▶ _Written exercise_
Copy the lines from the one containing "Exercise. Pick out the stucco" through the end of the listing, substituting "facade" for "wall" and leaving everything else unchanged.
++++ Data ++++
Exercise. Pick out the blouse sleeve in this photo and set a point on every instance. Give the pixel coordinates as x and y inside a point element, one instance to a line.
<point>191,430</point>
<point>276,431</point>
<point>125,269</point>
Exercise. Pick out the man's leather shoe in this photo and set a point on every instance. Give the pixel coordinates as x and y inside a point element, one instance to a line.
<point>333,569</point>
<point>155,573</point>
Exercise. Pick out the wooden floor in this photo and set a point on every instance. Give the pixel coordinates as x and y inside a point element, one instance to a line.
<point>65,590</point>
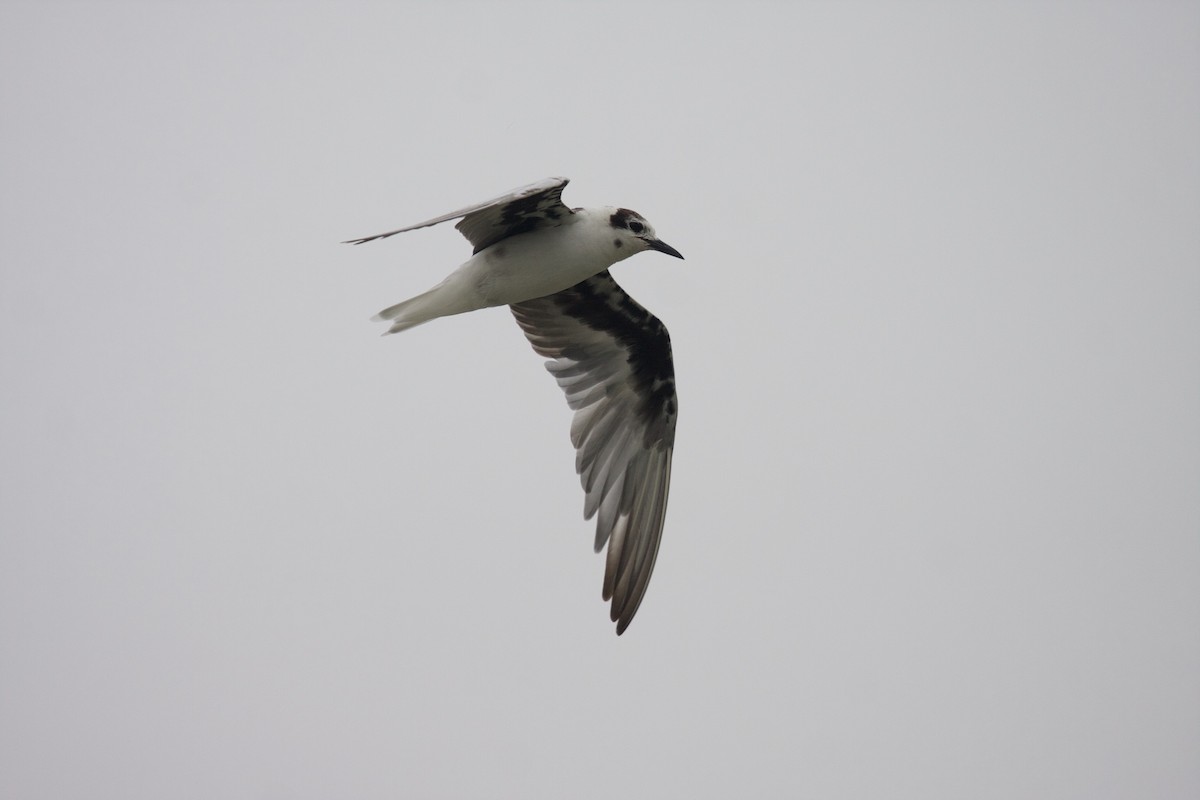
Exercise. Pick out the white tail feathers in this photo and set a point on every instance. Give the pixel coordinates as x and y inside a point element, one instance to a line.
<point>451,296</point>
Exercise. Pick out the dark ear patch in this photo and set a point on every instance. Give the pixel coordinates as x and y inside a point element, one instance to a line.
<point>621,218</point>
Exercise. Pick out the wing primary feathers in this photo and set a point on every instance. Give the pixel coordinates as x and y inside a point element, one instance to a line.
<point>612,360</point>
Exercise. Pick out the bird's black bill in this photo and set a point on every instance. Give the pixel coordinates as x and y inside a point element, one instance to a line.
<point>663,247</point>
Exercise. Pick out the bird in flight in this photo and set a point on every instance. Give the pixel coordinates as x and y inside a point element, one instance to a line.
<point>611,356</point>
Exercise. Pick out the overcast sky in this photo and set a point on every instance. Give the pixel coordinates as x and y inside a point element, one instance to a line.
<point>935,523</point>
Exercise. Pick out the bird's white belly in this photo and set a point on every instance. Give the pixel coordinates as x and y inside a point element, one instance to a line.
<point>539,264</point>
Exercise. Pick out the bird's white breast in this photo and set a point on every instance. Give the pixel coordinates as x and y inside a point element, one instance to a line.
<point>547,260</point>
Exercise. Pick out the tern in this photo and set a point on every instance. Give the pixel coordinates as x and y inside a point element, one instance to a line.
<point>611,356</point>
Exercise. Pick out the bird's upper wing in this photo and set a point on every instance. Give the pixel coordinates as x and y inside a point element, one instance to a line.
<point>612,358</point>
<point>521,210</point>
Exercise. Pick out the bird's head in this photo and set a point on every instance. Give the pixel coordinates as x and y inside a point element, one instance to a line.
<point>633,230</point>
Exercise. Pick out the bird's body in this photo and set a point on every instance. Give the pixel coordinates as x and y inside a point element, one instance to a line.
<point>528,265</point>
<point>610,355</point>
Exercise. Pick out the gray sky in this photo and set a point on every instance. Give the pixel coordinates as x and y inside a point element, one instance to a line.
<point>935,524</point>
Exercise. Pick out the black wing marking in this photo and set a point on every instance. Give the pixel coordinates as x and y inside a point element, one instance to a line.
<point>612,358</point>
<point>538,205</point>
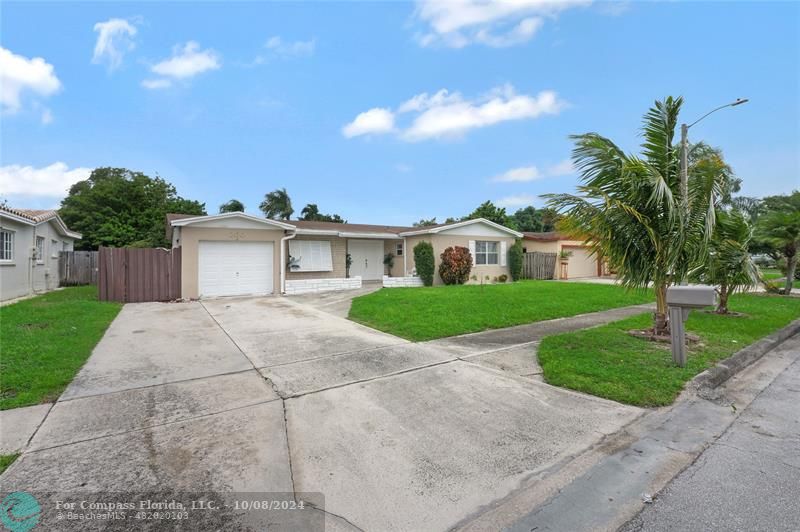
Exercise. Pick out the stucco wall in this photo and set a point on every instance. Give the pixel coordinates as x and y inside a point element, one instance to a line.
<point>338,252</point>
<point>192,235</point>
++++
▶ _The response_
Exercise. Pick out the stucco facade in this photo and set a point on every instance. Give the pixel coordinates as x and y inside a point element, one instance to a line.
<point>338,252</point>
<point>192,235</point>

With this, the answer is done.